## Document extract
::::

The Israeli military is to take security control of neighborhoods over the security barrier in East Jerusalem as part of its redeployment to the area known as the ‘Jerusalem envelope,’ due to issues surrounding security and cooperation with police in these areas.
Bill requiring Israeli flag at public events advances in Knesset, Times of Israel
A bill that would make featuring the Israeli flag mandatory at public events passed a first reading in the Knesset plenum early Tuesday, drawing the ire of opposition members who decried it as an “attempt to educate the Arab community.”
Senior Hamas official dies three weeks after suffering gunshot wound, Times of Israel
A senior Hamas official who suffered critical gunshot injuries three weeks ago in his home in the Gaza Strip was pronounced dead on Tuesday, with a cloud of uncertainty still surrounding the incident.
Prime Minister Benjamin Netanyahu spoke on Sunday on the phone with Polish Prime Minister Mateusz Morawiecki. The two leaders agreed to open “immediate dialogue” in an attempt to solve a crisis that erupted over a Polish bill that seeks to criminalize linking Poland to Nazi war crimes in the Holocaust.
President Donald Trump’s decision to relocate the U.S. Embassy in Israel from Tel Aviv to Jerusalem did a “great service for peace,” Israeli Prime Minister Benjamin Netanyahu said in an interview on Sunday.
Israeli embassy in Jordan begins resuming operations, Times of Israel
Israel’s embassy in Amman is returning to regular operations after the two countries ended a crisis in relations over a deadly altercation last year at the embassy compound.
Orly Noy writes, “And yet, perhaps now more than ever it is important to remind ourselves that the asylum seeker issue, and the attempts to deport them to their deaths is not merely a humanitarian issue — it is a political one that is inextricably linked to the most fundamental definitions around which Israel has been shaped since its founding. That the State of Israel has no immigration policy apart from Jewish immigration is a political question with humanitarian implications — not only when it comes to African asylum seekers, but also in its treatment of a young Palestinian-Israeli who wants to marry a young woman from Hebron, and continue living in his home. The way Israel instrumentalizes its treatment of ‘the other’ — be it an Eritrean refugee or a Palestinian laborer at a checkpoint — is the result of a racist ideology that forms the political framework in which we live.”

::::

## Source information
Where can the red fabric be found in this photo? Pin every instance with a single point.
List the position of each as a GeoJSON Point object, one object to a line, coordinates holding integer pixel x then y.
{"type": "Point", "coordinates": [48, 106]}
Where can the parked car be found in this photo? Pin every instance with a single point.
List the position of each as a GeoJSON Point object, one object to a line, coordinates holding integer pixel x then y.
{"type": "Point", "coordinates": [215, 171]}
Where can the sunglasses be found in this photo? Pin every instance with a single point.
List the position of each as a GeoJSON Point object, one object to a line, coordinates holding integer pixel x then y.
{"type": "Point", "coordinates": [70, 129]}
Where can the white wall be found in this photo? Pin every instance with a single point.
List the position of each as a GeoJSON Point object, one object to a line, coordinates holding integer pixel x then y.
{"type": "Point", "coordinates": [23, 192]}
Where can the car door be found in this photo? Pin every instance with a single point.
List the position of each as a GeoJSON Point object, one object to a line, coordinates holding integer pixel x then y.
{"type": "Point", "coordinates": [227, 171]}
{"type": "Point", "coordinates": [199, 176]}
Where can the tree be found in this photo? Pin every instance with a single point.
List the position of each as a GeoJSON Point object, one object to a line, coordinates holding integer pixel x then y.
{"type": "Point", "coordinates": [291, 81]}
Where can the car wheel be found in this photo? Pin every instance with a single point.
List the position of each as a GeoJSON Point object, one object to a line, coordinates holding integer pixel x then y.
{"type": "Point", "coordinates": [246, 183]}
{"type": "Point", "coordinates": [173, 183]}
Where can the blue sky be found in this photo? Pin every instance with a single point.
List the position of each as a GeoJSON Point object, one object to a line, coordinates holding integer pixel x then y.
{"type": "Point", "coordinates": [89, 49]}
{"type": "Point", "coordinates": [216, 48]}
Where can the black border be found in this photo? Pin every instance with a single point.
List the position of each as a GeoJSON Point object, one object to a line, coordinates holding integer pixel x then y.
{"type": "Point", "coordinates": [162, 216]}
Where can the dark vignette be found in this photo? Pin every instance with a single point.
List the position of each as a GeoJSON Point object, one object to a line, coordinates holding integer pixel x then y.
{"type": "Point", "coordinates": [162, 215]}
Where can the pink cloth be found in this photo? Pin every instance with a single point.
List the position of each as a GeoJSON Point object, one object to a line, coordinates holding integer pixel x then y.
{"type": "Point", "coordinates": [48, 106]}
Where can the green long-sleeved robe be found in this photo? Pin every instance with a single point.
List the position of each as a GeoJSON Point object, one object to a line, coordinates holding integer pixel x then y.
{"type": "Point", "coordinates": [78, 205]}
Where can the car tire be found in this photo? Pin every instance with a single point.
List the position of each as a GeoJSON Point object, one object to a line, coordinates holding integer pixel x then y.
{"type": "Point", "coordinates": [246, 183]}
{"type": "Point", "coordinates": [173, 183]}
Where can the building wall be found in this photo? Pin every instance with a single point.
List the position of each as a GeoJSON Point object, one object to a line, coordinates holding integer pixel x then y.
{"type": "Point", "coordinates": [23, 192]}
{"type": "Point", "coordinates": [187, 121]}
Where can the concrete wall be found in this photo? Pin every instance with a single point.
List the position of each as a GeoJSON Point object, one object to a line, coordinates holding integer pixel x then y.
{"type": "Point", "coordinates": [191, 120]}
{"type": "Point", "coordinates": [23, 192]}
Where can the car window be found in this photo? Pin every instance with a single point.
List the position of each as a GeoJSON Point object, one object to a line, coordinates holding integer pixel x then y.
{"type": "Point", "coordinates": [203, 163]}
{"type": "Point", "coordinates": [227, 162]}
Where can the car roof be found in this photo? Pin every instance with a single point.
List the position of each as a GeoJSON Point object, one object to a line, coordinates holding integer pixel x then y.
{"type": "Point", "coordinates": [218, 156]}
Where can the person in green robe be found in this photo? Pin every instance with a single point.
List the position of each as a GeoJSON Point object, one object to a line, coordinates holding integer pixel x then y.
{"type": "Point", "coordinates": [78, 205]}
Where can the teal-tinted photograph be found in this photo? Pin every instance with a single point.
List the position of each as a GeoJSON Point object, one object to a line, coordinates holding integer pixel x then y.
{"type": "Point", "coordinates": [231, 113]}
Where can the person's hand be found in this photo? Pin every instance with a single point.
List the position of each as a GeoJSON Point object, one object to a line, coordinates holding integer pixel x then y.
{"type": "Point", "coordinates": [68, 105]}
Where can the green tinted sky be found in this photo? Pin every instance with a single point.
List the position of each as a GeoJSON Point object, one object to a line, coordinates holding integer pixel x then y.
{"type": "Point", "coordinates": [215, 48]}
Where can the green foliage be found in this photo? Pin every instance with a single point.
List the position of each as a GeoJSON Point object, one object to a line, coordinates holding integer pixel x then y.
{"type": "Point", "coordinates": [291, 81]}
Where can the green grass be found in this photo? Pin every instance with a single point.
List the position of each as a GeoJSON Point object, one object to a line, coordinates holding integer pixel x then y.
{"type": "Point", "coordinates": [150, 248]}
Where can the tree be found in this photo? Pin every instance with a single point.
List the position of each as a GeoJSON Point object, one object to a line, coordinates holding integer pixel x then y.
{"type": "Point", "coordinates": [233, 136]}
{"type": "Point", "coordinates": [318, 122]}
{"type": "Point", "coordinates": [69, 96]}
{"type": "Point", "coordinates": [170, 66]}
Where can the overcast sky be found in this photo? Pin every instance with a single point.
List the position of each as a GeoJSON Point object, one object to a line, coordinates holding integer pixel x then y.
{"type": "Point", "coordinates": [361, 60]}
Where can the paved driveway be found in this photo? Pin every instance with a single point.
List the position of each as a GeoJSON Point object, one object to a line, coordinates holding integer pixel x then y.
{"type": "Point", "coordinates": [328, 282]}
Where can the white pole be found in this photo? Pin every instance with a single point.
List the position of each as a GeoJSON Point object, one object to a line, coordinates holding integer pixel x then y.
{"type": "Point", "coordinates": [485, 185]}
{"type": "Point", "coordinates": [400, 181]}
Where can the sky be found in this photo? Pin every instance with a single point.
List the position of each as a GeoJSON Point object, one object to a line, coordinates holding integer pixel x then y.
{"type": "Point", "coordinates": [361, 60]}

::::

## Actions to take
a: From the Israel news roundup, write out the stretch from "Israeli embassy in" through "the embassy compound.".
b: Pick up the Israel news roundup after its last sentence and keep it going.

## Set of answers
a:
Israeli embassy in Jordan begins resuming operations, Times of Israel
Israel’s embassy in Amman is returning to regular operations after the two countries ended a crisis in relations over a deadly altercation last year at the embassy compound.

b:
Dana H. Allin and Steven Simon write, “Yet even with these changes in both societies, and the corrupting effects of permanent occupation, leaderships in both countries kept something of the founding ethic alive. Israeli prime ministers from Begin to Olmert sought peace, and one of them – Yitzhak Rabin – was murdered for his effort. Successive U.S. administrations, from Johnson to Obama, were partial to Israel in spite of its flaws, but they also were stewards of a liberal foreign-policy ethic that took Palestinian grievances seriously and expected Israel to negotiate an end to occupation. Until now. The current Israeli Prime Minister, who in his last election campaign warned Jewish backers that Israeli Arab citizens were voting in droves, has found his partner in an American president who spews invective against Muslims, Mexicans and women, and insists that his loss of the popular vote resulted from colossal voter fraud.”